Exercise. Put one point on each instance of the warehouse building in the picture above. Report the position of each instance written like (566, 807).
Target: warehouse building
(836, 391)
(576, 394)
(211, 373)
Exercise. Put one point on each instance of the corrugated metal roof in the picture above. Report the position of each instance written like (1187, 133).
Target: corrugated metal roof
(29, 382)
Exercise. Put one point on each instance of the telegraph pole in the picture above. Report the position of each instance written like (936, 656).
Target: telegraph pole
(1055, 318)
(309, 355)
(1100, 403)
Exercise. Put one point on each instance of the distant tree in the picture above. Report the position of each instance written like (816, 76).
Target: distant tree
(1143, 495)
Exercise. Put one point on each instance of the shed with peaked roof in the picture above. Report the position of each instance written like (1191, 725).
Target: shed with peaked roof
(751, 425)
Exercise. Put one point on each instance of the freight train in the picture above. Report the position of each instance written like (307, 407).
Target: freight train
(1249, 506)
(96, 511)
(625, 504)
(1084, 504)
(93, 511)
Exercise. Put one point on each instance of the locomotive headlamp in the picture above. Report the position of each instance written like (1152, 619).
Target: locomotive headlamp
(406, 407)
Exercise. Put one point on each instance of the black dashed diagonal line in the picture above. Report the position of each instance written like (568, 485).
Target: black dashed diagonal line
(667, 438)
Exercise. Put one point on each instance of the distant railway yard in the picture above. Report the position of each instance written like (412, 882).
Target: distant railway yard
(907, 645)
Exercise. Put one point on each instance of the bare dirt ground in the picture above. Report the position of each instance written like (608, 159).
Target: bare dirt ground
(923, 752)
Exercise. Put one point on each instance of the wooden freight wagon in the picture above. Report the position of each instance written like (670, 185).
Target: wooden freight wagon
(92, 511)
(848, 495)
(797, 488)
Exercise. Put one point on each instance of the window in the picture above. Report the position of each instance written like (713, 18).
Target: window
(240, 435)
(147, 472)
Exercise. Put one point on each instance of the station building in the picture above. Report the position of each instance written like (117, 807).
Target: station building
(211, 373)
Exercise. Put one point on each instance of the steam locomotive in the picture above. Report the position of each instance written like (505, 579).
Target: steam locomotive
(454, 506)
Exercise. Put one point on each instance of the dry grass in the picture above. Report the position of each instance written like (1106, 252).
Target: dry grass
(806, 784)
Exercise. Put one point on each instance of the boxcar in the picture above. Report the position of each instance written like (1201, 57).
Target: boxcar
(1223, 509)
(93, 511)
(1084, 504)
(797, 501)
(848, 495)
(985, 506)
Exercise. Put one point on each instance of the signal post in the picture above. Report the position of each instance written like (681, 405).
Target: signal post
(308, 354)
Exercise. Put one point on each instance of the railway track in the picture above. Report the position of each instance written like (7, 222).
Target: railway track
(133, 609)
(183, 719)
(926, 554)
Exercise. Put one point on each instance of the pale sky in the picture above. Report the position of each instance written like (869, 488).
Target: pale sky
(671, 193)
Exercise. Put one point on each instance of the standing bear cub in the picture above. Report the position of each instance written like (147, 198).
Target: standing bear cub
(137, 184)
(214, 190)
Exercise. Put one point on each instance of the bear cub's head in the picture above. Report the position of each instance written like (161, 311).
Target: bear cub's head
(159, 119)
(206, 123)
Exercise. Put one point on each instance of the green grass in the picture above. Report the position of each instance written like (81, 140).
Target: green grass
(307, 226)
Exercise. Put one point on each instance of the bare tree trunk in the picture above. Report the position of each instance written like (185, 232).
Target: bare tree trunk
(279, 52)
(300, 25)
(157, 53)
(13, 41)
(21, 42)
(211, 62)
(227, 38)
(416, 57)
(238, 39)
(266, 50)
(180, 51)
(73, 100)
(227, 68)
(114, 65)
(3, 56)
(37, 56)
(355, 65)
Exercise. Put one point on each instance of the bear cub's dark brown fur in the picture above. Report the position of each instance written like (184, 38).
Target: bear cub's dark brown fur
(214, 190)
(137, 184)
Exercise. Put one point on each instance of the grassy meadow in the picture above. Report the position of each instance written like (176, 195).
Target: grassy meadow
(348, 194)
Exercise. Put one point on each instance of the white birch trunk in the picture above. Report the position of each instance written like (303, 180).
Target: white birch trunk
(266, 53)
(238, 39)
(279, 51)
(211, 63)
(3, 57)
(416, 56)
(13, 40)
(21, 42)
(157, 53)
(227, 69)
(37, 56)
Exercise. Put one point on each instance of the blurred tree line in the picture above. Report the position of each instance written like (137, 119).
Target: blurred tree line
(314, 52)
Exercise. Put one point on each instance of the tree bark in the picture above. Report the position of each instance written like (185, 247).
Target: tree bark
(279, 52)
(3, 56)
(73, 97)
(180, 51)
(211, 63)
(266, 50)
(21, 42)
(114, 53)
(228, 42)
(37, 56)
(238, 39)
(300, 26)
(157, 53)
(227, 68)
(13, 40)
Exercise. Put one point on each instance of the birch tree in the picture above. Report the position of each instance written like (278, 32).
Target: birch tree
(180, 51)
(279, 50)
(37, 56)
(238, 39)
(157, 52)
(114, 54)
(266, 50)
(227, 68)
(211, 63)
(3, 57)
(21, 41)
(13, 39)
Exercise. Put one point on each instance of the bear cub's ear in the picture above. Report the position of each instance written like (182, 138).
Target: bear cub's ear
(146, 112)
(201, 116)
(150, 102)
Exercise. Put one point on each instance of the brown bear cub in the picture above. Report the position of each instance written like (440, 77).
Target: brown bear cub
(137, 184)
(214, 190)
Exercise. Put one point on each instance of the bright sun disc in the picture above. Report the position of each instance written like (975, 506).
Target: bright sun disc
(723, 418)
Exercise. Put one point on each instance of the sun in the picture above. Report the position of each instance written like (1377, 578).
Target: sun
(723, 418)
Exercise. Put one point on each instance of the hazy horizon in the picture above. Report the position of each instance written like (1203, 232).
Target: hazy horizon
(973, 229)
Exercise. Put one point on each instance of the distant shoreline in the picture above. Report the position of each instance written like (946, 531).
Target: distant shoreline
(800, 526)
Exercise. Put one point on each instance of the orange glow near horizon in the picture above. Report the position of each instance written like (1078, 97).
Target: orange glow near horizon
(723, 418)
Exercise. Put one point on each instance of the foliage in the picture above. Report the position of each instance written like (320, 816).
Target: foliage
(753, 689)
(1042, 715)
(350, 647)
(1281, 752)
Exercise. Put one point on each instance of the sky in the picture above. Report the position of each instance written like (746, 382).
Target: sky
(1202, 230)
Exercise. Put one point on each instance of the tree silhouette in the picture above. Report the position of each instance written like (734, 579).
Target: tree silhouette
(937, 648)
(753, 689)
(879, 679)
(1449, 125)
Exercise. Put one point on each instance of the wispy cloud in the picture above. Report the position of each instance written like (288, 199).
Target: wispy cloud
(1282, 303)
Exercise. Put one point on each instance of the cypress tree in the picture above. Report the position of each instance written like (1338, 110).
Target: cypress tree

────────────────

§ **Problem requirements**
Only the lines from the one containing "Target: steam locomotive" through the one containing "Exercise. Put one point on each instance of the boxcar" are to be retyped, both boundary lines included, with no other material.

§ **Exercise result**
Target: steam locomotive
(454, 506)
Exercise. Put one point on each instance of the dry grass in the picture above. Report the position of each instance written like (1106, 252).
Target: dry grass
(806, 784)
Exercise. Put one point on each instance of the boxcar in the picture above. Report the position of each instance written like (1201, 57).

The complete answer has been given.